= WHAT THIS TASK INVOLVES =
Restate all of the entries exactly, each line as it stands.

··· DATA SECTION ···

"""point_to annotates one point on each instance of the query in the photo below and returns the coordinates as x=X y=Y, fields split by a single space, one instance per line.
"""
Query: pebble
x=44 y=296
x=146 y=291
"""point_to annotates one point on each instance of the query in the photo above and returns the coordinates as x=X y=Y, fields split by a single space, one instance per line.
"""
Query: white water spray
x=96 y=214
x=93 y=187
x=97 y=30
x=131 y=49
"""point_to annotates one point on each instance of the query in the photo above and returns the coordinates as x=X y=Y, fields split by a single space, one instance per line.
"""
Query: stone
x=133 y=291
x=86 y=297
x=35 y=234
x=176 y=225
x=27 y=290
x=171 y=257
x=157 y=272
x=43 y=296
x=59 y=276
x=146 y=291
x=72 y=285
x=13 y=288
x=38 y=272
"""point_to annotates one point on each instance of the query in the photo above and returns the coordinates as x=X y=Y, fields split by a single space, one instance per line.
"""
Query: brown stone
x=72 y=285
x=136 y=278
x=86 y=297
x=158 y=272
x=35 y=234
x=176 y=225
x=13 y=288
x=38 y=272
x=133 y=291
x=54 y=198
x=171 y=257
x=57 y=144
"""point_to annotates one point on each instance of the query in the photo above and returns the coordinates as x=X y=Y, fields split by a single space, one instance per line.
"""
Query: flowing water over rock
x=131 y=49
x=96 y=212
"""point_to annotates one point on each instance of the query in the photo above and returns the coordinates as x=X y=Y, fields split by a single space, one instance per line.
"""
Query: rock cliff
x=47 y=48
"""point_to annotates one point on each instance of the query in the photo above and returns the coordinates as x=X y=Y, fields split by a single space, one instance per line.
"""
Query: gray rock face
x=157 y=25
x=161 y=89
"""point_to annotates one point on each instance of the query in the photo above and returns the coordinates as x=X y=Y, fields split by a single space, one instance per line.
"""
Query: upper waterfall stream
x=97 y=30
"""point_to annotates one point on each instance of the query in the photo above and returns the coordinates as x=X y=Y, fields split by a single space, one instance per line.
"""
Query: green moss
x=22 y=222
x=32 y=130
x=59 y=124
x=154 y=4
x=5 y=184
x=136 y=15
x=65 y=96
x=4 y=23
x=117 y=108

···

= EXERCISE ANSWER =
"""point_to annotates one point on each instance of the query in the photo below and returns the coordinates as x=X y=Y, fields split by a single space, one instance per line.
"""
Query: pebble
x=44 y=296
x=146 y=291
"""point_to annotates one point on each instance of the query in the photo above and returns the coordinates as x=X y=Y, fields split by a single space, one instance per line.
"""
Query: white water spray
x=96 y=214
x=93 y=187
x=97 y=30
x=131 y=49
"""point_to annotates one point on each instance of the query in the photo above and returns the coordinates as x=X y=Y, fields split by a single space, one instance per line.
"""
Query: stone
x=133 y=291
x=86 y=297
x=35 y=234
x=176 y=225
x=27 y=290
x=171 y=257
x=157 y=272
x=43 y=296
x=59 y=276
x=146 y=291
x=72 y=285
x=13 y=288
x=38 y=272
"""point_to annotates one point on each instance of the query in the photo above and returns the coordinates as x=X y=Y, fields split by a single space, one instance per line.
"""
Query: brown stone
x=72 y=285
x=136 y=278
x=86 y=297
x=158 y=272
x=35 y=234
x=176 y=225
x=13 y=288
x=38 y=272
x=133 y=291
x=54 y=198
x=171 y=257
x=57 y=144
"""point_to annotates one point on each instance of the query in the photo above and returns the coordinates as x=X y=Y, fields split by a single space, one instance per line.
"""
Query: flowing water over rock
x=131 y=49
x=96 y=212
"""point_to annotates one point on each instance of the query in the photo above and returns the coordinates as x=X y=Y, fields split by a single space, one instance per line.
"""
Query: rock cliff
x=47 y=48
"""point_to annotates one point on each instance of the query in the photo above and returns the coordinates as x=X y=Y, fields split by a single space, one instance per line.
"""
Query: gray rock face
x=157 y=25
x=161 y=89
"""point_to annotates one point on each instance of the query in the photo above and returns the coordinates as x=X y=Y, fields split by a single space, one instance per line.
"""
Query: upper waterfall stream
x=97 y=30
"""point_to annotates one point on each instance of the query in the photo above and returns the coordinates as x=X y=Y, fields split by a single space, one instance per line.
"""
Query: green moss
x=22 y=222
x=32 y=130
x=59 y=124
x=154 y=4
x=5 y=184
x=136 y=15
x=65 y=96
x=4 y=23
x=117 y=108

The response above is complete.